:: Provided records
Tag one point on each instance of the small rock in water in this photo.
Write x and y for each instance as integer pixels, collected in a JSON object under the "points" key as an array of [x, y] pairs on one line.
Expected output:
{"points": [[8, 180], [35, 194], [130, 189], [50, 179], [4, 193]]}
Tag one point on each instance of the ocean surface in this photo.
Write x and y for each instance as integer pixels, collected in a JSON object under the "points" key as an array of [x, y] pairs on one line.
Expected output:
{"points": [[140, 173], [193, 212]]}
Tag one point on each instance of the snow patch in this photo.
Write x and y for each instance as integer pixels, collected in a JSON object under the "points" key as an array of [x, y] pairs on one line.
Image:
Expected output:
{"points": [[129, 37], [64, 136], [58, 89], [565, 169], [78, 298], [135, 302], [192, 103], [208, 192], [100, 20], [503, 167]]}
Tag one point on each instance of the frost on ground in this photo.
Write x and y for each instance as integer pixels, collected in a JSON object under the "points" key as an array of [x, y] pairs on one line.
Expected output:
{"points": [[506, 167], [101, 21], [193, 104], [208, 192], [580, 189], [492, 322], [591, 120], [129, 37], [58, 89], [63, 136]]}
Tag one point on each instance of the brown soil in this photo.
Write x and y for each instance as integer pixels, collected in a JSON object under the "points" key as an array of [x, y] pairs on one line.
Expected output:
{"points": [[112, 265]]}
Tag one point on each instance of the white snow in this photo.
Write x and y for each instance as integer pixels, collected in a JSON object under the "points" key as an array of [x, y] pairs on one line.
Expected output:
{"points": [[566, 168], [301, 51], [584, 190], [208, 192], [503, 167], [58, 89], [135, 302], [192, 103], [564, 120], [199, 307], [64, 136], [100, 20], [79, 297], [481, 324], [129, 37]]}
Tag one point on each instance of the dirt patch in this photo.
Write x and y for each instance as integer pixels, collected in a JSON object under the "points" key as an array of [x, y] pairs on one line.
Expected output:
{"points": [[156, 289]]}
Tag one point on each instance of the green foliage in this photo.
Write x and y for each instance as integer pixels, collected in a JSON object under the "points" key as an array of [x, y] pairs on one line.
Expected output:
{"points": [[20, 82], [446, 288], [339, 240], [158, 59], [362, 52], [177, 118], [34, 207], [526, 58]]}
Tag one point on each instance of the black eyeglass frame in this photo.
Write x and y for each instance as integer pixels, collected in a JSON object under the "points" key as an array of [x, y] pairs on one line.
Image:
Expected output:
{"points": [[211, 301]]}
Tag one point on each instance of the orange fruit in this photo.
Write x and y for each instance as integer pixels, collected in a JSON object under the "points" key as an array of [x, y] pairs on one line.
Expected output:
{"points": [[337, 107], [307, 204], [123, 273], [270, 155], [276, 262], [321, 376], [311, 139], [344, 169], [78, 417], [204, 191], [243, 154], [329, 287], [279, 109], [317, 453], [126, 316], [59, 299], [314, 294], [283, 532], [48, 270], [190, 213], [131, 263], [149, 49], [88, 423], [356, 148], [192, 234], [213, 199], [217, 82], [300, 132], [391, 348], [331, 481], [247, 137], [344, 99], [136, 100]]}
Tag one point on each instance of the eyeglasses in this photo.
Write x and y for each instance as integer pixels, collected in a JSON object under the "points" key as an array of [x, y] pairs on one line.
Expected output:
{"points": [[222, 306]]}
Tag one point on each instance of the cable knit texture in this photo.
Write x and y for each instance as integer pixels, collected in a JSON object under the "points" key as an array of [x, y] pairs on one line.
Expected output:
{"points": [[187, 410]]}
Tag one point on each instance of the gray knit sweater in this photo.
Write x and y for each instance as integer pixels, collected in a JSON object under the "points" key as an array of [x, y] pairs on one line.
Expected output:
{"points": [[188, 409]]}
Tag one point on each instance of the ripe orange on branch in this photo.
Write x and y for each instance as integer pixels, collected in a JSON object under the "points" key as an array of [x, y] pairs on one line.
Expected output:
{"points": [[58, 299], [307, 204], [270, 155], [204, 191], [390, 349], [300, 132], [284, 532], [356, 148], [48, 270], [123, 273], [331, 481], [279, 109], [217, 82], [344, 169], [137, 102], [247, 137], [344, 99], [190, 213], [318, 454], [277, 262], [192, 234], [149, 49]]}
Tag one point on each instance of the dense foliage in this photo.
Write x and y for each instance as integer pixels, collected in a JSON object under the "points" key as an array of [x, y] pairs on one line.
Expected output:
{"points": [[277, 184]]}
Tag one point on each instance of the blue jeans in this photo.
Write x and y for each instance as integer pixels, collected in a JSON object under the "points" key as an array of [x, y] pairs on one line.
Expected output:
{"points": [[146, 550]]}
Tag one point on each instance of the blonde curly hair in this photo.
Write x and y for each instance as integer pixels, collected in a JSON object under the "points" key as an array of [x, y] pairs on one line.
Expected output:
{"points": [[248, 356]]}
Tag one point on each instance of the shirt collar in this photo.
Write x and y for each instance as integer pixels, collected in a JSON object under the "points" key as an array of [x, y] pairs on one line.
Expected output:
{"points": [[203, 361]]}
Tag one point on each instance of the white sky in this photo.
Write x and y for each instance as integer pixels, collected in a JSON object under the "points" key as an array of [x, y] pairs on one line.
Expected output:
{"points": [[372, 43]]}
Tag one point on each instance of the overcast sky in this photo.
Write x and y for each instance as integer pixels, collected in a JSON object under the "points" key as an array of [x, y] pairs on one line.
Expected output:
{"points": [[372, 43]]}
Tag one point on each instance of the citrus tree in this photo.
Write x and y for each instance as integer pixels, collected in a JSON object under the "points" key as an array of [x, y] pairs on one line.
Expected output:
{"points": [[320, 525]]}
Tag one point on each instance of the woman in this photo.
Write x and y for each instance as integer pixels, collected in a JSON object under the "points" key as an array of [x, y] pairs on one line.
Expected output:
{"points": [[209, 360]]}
::::
● **What is required**: Reproduce all of the records above verbatim, preserving every line without alteration.

● **Response to this exercise**:
Tag one point on each instance of the small rock in water in this photo.
Write x and y for each instance as integer pixels, collected in a JSON object under the "points" key as an array of [x, y] pairs on one line.
Expected output:
{"points": [[8, 180], [35, 194], [130, 189], [50, 179], [4, 193]]}
Tag one point on each instance of the ocean surface in this photo.
Write x and y for each instance as integer pixels, collected in a JSON object under the "points" key as an array of [x, y] pairs on one line.
Expected output:
{"points": [[140, 173], [193, 212]]}
Tag one point on each instance of the snow patch in this photo.
Write x and y for each instance as integer pixels, collected in a JSON object under the "points" key as an array of [x, y] pairs on one line.
Image:
Expected output:
{"points": [[129, 37], [64, 136], [58, 89], [565, 169], [78, 298], [135, 302], [192, 103], [208, 192], [100, 20], [503, 167]]}
Tag one point on each instance of the frost on ground in this photo.
Write x and y for each instance as integer pixels, collected in a JSON object under the "points" key as an array of [x, y] pairs on one line.
Expected output:
{"points": [[506, 167], [101, 21], [193, 104], [208, 192], [580, 189], [492, 322], [591, 120], [129, 37], [58, 89], [63, 136]]}
Tag one point on each instance of the brown soil in this photo.
Write x and y for each instance as integer pixels, collected in a JSON object under the "points" key as an array of [x, y] pairs on one line.
Expected output:
{"points": [[112, 265]]}
Tag one point on each instance of the white snow in this photo.
Write x and y for each instance as integer pixels, collected in a JSON object under the "points" key as an array of [x, y] pairs on one line.
Expected output:
{"points": [[566, 168], [301, 51], [584, 190], [208, 192], [503, 167], [58, 89], [135, 302], [192, 103], [564, 120], [199, 307], [64, 136], [100, 20], [79, 297], [481, 324], [129, 37]]}
Tag one point on each instance of the dirt patch in this photo.
Write x and y for each instance as integer pixels, collected in a JSON object under the "points" key as an array of [x, y] pairs on one line.
Expected output:
{"points": [[156, 289]]}
Tag one point on each instance of the green foliage in this photo.
Write x and y for each instance as integer pixels, collected in a JSON object under the "points" key as an array of [x, y] pairs on one line.
Expected output:
{"points": [[20, 82], [446, 288], [339, 240], [158, 59], [362, 52], [177, 118], [34, 207], [526, 58]]}
Tag one point on each instance of the black eyeglass frame in this photo.
Write x and y for each instance as integer pixels, collected in a JSON object under the "points" key as an array of [x, y] pairs on one line.
Image:
Expected output:
{"points": [[211, 301]]}
Tag one point on each instance of the orange fruit in this photo.
Write x and y for each instance as integer pixels, collected in a JSON object under the "points" key as an array of [x, y] pairs on one line.
Expected output:
{"points": [[337, 107], [307, 204], [123, 273], [270, 155], [276, 262], [321, 376], [311, 139], [344, 169], [78, 417], [204, 191], [243, 154], [329, 287], [279, 109], [317, 453], [126, 316], [59, 299], [314, 294], [283, 532], [48, 270], [190, 213], [131, 263], [149, 49], [88, 423], [356, 148], [192, 234], [213, 199], [217, 82], [300, 132], [391, 348], [331, 481], [247, 137], [344, 99], [136, 100]]}
Tag one point on each instance of the eyeglasses in this photo.
Write x and y for each instance as integer pixels, collected in a JSON object under the "points" key as an array of [x, y] pairs on one line.
Expected output:
{"points": [[222, 306]]}
Tag one point on each instance of the cable knit texture in this photo.
Write x and y for each instance as integer pixels, collected in a JSON object under the "points" key as an array of [x, y] pairs on one line.
Expected output:
{"points": [[187, 410]]}
Tag one point on each instance of the gray knit sweater in this photo.
Write x and y for each instance as integer pixels, collected in a JSON object under the "points" key as an array of [x, y] pairs on one line.
Expected output:
{"points": [[188, 409]]}
Tag one point on each instance of the ripe orange on branch in this photo.
Write x and y for each instance as integer pixels, collected in a JSON object under the "points" key as an array of [x, y] pairs on one line.
Expected output:
{"points": [[58, 299], [307, 204], [270, 155], [204, 191], [390, 349], [300, 132], [284, 532], [356, 148], [48, 270], [123, 273], [331, 481], [279, 109], [217, 82], [344, 169], [137, 102], [247, 137], [344, 99], [190, 213], [318, 454], [277, 262], [192, 234], [149, 49]]}
Tag one point on each instance of the dense foliage in this photo.
Write x and y for each instance as integer pixels, collected in a JSON object under the "points" key as an array of [x, y] pairs on one line.
Expected output:
{"points": [[277, 184]]}
Tag one point on each instance of the blue jeans in this photo.
Write x and y for each instance as integer pixels, collected in a JSON object under the "points" key as an array of [x, y] pairs on one line.
Expected output:
{"points": [[146, 550]]}
Tag one point on each instance of the blonde curly hair in this photo.
Write x and y for each instance as integer pixels, collected in a JSON object under the "points" key as an array of [x, y] pairs on one line.
Expected output:
{"points": [[248, 356]]}
Tag one point on each instance of the shirt collar in this photo.
Write x and y for each instance as integer pixels, collected in a JSON object under the "points" key as an array of [x, y] pairs on one line.
Expected output:
{"points": [[203, 361]]}
Tag one point on each instance of the white sky in this photo.
Write x and y for each instance as integer pixels, collected in a JSON object under the "points" key as an array of [x, y] pairs on one line.
Expected output:
{"points": [[372, 43]]}
Tag one point on each instance of the overcast sky in this photo.
Write x and y for each instance as integer pixels, collected in a JSON object under the "points" key as an array of [x, y] pairs on one line.
Expected output:
{"points": [[372, 43]]}
Tag one point on each instance of the citrus tree in this photo.
Write x and y for each instance as integer pixels, collected in a JSON object under the "points" key as an array of [x, y] pairs on one line.
Expected output:
{"points": [[320, 525]]}
Tag one point on each instance of the woman in this photo.
Write x and y for each instance as integer pixels, collected in a JSON object under the "points" key as an array of [x, y] pairs on one line.
Expected output:
{"points": [[209, 360]]}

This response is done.